**Texte à lire**.
Moi en double
Peser 127 kg pour 1m54, cela équivaut à porter en permanence le poids d’une autre personne sur ses épaules. Depuis qu’une spécialiste lui a mis cette idée en tête, Navie le voit, ce double qui la réveille la nuit pour lui préparer un encas, qui la tient éloignée des salles de sport, mais qui la protège aussi, quand elle n’a plus la force de prétendre que tout va bien.
Moi en double, c’est donc l’histoire de son auteure, qui nous raconte son rapport à une maladie qui fait partie de sa vie depuis sa majorité : l’obésité morbide. Pour ce récit très personnel, Navie s’est entourée d’Audrey Lainé, talentueuse nouvelle venue dans le monde de la bande dessinée, dont le trait leste combiné à une mise en scène percutante donne de l’ampleur au propos. On pense notamment à la terrifiante double page dans laquelle la protagoniste tente de décrire la douleur d’une abdominoplastie. L’idée du double se révèle d’ailleurs être un très bon ressort narratif, qui sert aussi bien le discours que la mise en images.

**Données à examiner**.
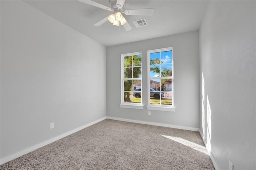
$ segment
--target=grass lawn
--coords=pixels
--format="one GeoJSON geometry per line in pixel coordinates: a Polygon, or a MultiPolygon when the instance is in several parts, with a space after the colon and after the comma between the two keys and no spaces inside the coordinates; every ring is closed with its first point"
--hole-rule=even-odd
{"type": "MultiPolygon", "coordinates": [[[[172,105],[172,100],[171,99],[161,99],[161,104],[172,105]]],[[[150,99],[150,104],[160,104],[160,99],[150,99]]]]}
{"type": "Polygon", "coordinates": [[[132,102],[134,103],[141,103],[141,98],[132,98],[132,102]]]}
{"type": "MultiPolygon", "coordinates": [[[[130,99],[131,101],[132,100],[132,99],[133,103],[140,103],[141,102],[141,98],[133,97],[132,98],[130,98],[130,99]]],[[[161,104],[171,105],[172,102],[172,101],[171,99],[166,99],[166,100],[164,98],[161,99],[161,104]]],[[[160,104],[160,99],[154,99],[151,98],[150,99],[150,104],[160,104]]]]}

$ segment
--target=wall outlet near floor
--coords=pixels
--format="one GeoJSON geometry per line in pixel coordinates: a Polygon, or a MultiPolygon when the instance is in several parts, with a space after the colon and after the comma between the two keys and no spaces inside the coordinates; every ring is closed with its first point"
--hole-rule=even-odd
{"type": "Polygon", "coordinates": [[[50,129],[52,129],[54,128],[54,122],[53,122],[50,124],[50,129]]]}
{"type": "Polygon", "coordinates": [[[230,160],[229,160],[229,170],[234,170],[234,165],[231,162],[230,160]]]}

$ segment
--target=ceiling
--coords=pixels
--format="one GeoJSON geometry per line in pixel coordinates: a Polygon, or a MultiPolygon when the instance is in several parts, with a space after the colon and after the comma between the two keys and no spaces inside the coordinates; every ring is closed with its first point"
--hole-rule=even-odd
{"type": "MultiPolygon", "coordinates": [[[[109,46],[198,30],[208,1],[126,0],[124,10],[154,8],[152,16],[124,16],[132,29],[107,21],[93,24],[112,13],[78,0],[24,0],[25,3],[102,44],[109,46]],[[132,21],[145,18],[148,25],[136,28],[132,21]]],[[[110,7],[109,0],[95,1],[110,7]]]]}

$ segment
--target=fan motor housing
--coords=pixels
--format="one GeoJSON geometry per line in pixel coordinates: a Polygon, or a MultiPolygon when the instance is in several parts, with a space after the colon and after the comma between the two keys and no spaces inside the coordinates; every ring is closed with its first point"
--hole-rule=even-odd
{"type": "Polygon", "coordinates": [[[123,5],[123,6],[122,8],[119,8],[118,6],[116,6],[116,2],[117,1],[116,0],[110,0],[109,1],[109,4],[111,7],[111,9],[112,10],[116,10],[117,9],[119,9],[121,10],[123,10],[124,8],[124,4],[123,5]]]}

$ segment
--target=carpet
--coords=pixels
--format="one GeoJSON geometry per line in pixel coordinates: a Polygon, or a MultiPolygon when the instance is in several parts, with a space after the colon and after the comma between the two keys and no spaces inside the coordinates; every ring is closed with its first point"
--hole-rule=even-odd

**Consignes**.
1. Recopiez tel quel le passage de la critique de Moi en double qui s'ouvre sur les mots contenant « Moi en double, c’est » et se ferme sur « mise en images. ».
2. Rédigez la suite de la critique de Moi en double, à partir de sa dernière phrase.
Les entrées n'ont aucun lien avec la critique de Moi en double.

**Réponses aux consignes**.
1.
Moi en double, c’est donc l’histoire de son auteure, qui nous raconte son rapport à une maladie qui fait partie de sa vie depuis sa majorité : l’obésité morbide. Pour ce récit très personnel, Navie s’est entourée d’Audrey Lainé, talentueuse nouvelle venue dans le monde de la bande dessinée, dont le trait leste combiné à une mise en scène percutante donne de l’ampleur au propos. On pense notamment à la terrifiante double page dans laquelle la protagoniste tente de décrire la douleur d’une abdominoplastie. L’idée du double se révèle d’ailleurs être un très bon ressort narratif, qui sert aussi bien le discours que la mise en images.

2.
Alors que des voix commencent (enfin) à se faire entendre pour sensibiliser l’opinion publique au problème la grossophobie, l’album invite naturellement, sans donner de leçons ou dégager une morale omnisciente, à réfléchir sur soi et sur son rapport aux autres. Impossible de ne pas être remué par cette lecture car on sent clairement que Navie a jeté dans ces pages toute sa frustration et ses incertitudes, comme si le processus créatif avait été pour elle un moyen d’exorciser ses démons. Si cela n’est peut-être pas chose faite, l’œuvre qui en résulte est en tout cas à la fois douloureuse, courageuse et sincère.